'My father thinks I am marrying below my station'
'My father thinks I am marrying below my
I am in love with a wonderful man. He is so considerate. He makes me feel good about myself. We can talk for hours about any and everything. When I am down, he knows just how to cheer me up and, honestly, I consider him my confidante and best friend.
We have been dating for almost a year, and we have never crossed the line, and it's not because I don't want to. We are both Christians and attend the same church. What I admire the most about him is his commitment to God. He is very firm in his faith, and sometimes when I push the handle wanting to take things further, he is the one who calls a halt, saying he wants "everything to be right" when we finally consummate our marriage.
There is just one glitch in all this: my father can't stand him. He thinks I am looking down and can do much better for myself, as the man I am in love with is a taxi driver. My father claims I am bringing down shame on the family by being an accountant and marrying a mere taxi driver.
My fiancÈ doesn't know the extent of my father's disdain for him. I keep putting off setting a date for the wedding because I am hoping my father will eventually come around and see what a wonderful man I have in my life. What else can I do to make my father see reason?
I have got news for you, forget your father's disdain and focus on the man of your dreams. You are forgetting one thing, your father has lived his life already, and now, it is your turn to have a say in yours.
I know of a friend who was in a similar situation, and she went ahead with the marriage. Her father was so upset. He did not walk her down the aisle - her brother did. It was tense for the first two years, but after her father saw the kind of care his daughter was receiving and how much they were devoted to each other, he became her husband's biggest fan.
My dear, if you truly believe the two of you have something great going on, then show faith in that belief. From all that you describe, this man seems to really love you.
You are an accountant; you can help him to go further in his business. With the right financial advice, he can use his money to invest in other things, and even acquire more cars to start a fleet.
God bless you both as you plan your lives together.
I can't do anything!
I have been a Christian for two years now, and I am beginning to think I don't serve any purpose in church. I don't like to testify because I can't take the eyes on me. I can't sing - my voice is terrible. I am a shy person, so forget about witnessing. Sometimes I wonder what kind of service I can give to God with all these handicaps. I feel like a bench warmer.
Cheer up! The best thing of all is that you have accepted Christ as your Lord and Saviour. Now stop stressing and feed on the word until you find your place in the Kingdom. You would be surprised to know that you are not unique in your situation. You still have time to build up your confidence and see just where you fit in the body of Christ.
Remember, some of the most powerful witnesses in the Bible were also 'inadequate'. Just like you, they had a lot of excuses why they couldn't do the Lord's work, but guess what? God showed them that they can indeed do all things through Him. Moses was a stutterer, and look at the kind of victory he pulled off for the Israelites. Peter was unlearned, and what a powerful witness he turned out to be. There are lots more important ways of ministering without singing or doing some grand gestures. You can visit the sick in the hospital and just pray for some of the sick folks, visit a senior citizen home or help young children with their homework. Stop thinking about the big things that are attention driven, and focus on what you can do in your little corner of the world.

▶ WHAT YOU WILL DO: According to the advice column, what does the man the first letter writer plans to marry do for a living?

▶ DATA TO EXAMINE:

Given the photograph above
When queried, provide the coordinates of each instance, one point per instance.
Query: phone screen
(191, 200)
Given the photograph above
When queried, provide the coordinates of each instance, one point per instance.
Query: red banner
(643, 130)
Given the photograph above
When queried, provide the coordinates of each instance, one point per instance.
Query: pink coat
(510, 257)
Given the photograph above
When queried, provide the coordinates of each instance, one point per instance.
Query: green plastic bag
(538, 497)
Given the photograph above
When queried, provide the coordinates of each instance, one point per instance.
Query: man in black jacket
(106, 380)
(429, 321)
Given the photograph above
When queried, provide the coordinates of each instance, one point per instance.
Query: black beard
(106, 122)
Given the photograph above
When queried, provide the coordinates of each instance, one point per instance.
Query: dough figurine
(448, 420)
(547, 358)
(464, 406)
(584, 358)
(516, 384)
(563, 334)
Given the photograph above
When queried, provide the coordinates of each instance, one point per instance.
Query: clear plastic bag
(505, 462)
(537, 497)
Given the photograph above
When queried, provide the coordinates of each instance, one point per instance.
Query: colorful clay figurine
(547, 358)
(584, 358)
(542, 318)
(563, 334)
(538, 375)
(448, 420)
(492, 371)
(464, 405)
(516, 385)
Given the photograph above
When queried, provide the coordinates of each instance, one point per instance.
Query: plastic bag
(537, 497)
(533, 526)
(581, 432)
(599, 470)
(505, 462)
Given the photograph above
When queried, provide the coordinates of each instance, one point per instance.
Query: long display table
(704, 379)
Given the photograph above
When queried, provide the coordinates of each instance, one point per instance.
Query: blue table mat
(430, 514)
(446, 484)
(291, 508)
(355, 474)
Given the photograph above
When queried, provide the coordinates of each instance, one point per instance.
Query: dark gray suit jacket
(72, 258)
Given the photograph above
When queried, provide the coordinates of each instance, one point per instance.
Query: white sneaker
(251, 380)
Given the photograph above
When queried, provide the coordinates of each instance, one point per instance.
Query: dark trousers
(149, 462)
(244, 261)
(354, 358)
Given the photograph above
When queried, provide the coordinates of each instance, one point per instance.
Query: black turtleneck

▶ SOLUTION: He is a taxi driver.